_Exercise tasks_
1) Answer these questions using the Dezembrada excerpt:
(a) Who surrendered the Angostura Fortress, and on what date?
(b) Who eventually replaced Caxias?
(c) How did López respond to the message sent to him on the 24th?
2) Translate this sentence from the Dezembrada excerpt into Spanish: "In view of the complete Allied victory, George Thompson, who had been left in command of the Angostura Fortress, surrendered it on 30 December, leading 1,700 men into captivity."

_Excerpt provided_
● ● ● ● ●
On 17 December, the Imperial 3rd Cavalry Division under Colonel Vasco Alves Pereira attacked the Paraguayan 45th and 20th Cavalry Regiments, which managed to retreat despite suffering heavy losses. On the 18th, the Paraguayan position in Lomas Valentinas was reconnoitered and Caxias defined his plan of attack, based on two slopes that approached the position, which happened to be fortified. On the 21st, López ordered most of the men condemned in the mock-trials at San Fernando to be shot, including his brother Benigno López, General Vicente Barrios, Bishop Palacios, former foreign minister José Berges, amongst others. In the same day, Caxias ordered the Paraguayan position to be attacked, in the Battle of Lomas Valentinas, which ended up being extended into the 27th of the same month. On the 24th, a message had been sent to López, bidding him to surrender; his reply was negative, reminding his enemies of his rejected peace offer in Yataytí Corá two years earlier. Both sides suffered circa 3,000 casualties, but the Paraguayan army was destroyed. López, surprisingly, managed to flee the battle despite the complete encirclement of his position by the Allied forces.

In view of the complete Allied victory, George Thompson, who had been left in command of the Angostura Fortress, surrendered it on 30 December, leading 1,700 men into captivity.

== Aftermath ==
The Dezembrada was hugely successful for the Allied armies. Over a single month, at the cost of 10,000 Allied casualties, the Paraguayan Army had been dealt a death blow, taking close to 20,000 casualties. That force, which had managed to oppose them for years at that point, was destroyed in the field, with only López and his entourage remaining active; this success was such that Caxias left Paraguay soon after. After Asunción was taken in January 1869, all major operations in the field were momentarily stopped, with the Allied armies and officer corps exhausted, something which allowed the Paraguayans time to form another army out of the remaining population in the interior of the country.

Caxias was eventually replaced by Gaston, Count of Eu, the Emperor's son-in-law. While a new government for Paraguay was created in Asunción under orders from José Paranhos, Viscount of Rio Branco, the chief Brazilian diplomat in the country, campaigning resumed in the interior. In August 1869, the Campaign of the Hills began; it was the war's final phase, as both it and the war ended in March 1870 when López was killed at the Battle of Cerro Corá after a grueling guerrilla campaign.
● ● ● ● ●
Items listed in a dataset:
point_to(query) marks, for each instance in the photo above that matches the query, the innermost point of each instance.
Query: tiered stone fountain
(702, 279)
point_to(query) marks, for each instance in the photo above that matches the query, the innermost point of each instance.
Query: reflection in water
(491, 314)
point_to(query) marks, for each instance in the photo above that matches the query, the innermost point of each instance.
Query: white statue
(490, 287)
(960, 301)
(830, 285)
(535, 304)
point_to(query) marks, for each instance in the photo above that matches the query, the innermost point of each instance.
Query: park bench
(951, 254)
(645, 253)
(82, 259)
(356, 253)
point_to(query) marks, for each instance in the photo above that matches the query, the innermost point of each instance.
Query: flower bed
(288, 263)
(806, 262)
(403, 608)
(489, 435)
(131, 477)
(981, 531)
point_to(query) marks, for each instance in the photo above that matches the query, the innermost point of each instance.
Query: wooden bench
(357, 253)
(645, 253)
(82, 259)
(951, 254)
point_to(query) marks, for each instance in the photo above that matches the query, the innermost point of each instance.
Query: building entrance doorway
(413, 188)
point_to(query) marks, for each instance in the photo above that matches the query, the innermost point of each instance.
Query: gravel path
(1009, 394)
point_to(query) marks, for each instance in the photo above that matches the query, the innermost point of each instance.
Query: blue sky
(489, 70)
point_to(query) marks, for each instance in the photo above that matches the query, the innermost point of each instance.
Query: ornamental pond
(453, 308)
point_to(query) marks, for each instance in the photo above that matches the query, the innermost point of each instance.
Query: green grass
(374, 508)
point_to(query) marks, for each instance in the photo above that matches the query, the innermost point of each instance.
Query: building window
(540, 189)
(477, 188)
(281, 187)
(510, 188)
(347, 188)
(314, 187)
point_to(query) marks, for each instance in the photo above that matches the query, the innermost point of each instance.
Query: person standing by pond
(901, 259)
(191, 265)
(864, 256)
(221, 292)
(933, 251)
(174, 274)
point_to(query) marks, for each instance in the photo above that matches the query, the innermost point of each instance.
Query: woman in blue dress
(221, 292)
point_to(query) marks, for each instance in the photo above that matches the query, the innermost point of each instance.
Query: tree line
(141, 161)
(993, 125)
● ● ● ● ●
_Responses per task_
1)
(a) George Thompson surrendered it on 30 December.
(b) Gaston, Count of Eu, the Emperor's son-in-law, replaced him.
(c) He refused to surrender and reminded his enemies of his rejected peace offer in Yataytí Corá two years earlier.

2) En vista de la completa victoria aliada, George Thompson, a quien se había dejado al mando de la Fortaleza de Angostura, la rindió el 30 de diciembre y condujo a 1.700 hombres al cautiverio.